• Goat Song

    Posted on March 23rd, 2014 mollyo92 No comments

    I was actually surprised at how much I enjoyed Brad Kessler’s Goat Song. Kessler does an incredible job of making his story relevant and surprisingly, I couldn’t put it down as I read about the process of raising the goats, to getting them through heat, to the milking process. The part that personally interested me the most was Kessler’s use of socialist and communist theory in his narrative. On page 59, Kessler discusses the theory of political theorist Friedrich Engels:

    “…the domestication of cattle was a pivotal point for human society. Once the wild bull was broken and used to plow fields he could also be used for trade. Some humans inevitably accumulated more cattle wealth than others….led to a growing inequality between those who had and those who hadn’t…”

- Task directions:
Carry on the blog post about Brad Kessler's Goat Song, picking up right after the quoted passage from page 59.

- Point-per-instance localization data:
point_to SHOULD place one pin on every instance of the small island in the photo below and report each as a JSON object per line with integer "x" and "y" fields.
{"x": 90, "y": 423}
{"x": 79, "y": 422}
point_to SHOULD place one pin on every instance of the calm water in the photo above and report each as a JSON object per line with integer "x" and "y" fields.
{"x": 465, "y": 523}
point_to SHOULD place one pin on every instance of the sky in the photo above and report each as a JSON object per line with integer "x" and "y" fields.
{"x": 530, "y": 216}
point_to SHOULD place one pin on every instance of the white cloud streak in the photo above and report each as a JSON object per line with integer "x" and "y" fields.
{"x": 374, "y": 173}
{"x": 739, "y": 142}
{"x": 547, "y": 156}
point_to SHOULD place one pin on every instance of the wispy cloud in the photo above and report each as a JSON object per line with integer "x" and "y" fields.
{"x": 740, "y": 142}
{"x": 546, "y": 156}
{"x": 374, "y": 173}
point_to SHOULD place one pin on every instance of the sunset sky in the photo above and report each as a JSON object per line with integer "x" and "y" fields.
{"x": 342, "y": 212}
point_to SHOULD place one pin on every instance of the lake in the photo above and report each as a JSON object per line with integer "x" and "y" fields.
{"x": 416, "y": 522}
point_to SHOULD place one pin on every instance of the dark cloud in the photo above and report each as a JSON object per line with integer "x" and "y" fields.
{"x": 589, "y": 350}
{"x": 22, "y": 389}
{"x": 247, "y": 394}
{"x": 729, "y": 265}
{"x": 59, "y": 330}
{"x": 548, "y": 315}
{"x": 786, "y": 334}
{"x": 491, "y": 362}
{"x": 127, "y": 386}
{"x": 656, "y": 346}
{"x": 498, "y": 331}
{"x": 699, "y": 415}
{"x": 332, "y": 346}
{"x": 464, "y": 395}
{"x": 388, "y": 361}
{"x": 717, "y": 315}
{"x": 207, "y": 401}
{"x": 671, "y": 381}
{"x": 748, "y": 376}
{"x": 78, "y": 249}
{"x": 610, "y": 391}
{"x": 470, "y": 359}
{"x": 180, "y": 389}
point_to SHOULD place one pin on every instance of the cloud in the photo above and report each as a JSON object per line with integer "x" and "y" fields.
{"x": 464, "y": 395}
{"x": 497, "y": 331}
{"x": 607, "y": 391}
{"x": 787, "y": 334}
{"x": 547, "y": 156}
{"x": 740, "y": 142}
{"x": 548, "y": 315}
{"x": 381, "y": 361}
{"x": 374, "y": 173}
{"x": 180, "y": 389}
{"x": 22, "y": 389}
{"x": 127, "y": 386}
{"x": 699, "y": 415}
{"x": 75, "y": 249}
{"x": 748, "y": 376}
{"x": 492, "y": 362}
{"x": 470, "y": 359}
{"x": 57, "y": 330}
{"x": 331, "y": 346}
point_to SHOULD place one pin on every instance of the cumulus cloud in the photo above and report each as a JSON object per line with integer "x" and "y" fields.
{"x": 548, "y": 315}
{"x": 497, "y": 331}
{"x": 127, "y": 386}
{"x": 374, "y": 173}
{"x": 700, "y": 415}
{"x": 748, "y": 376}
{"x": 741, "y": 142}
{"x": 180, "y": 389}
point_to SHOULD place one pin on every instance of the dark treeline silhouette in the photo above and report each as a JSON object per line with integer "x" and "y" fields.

- Reply:
    I’m less familiar with Engels than I am with Karl Marx, but having read the Marx-Engels Reader almost from cover to cover, I understand that Engels and Marx somewhat coincide, and I can say with confidence that the passage Kessler uses is describing the original commodification of  goods that ultimately led to our current capitalist society. I was so thrilled to see Kessler use this idea, partially due to the fact that I’m somewhat biased in my favoritism for Marx, but also because I really enjoy seeing Marx’s ideals used in such a modern way. Many argue that Marx and Engels are outdated, but Kessler gives us the reminder, with this passage and with his overall message, that our society has too great of a focus on goods, trading, and capital. In this particular passage, I believe Engels isn’t necessarily arguing against the whole idea of domestication, but rather the way that domestication led to the creation of another good; something else that people could own and therefore trade to collect wealth. Kessler’s message seems to be that the bond between humans and domesticated animals, that perhaps never really completely existed everywhere, needs some work.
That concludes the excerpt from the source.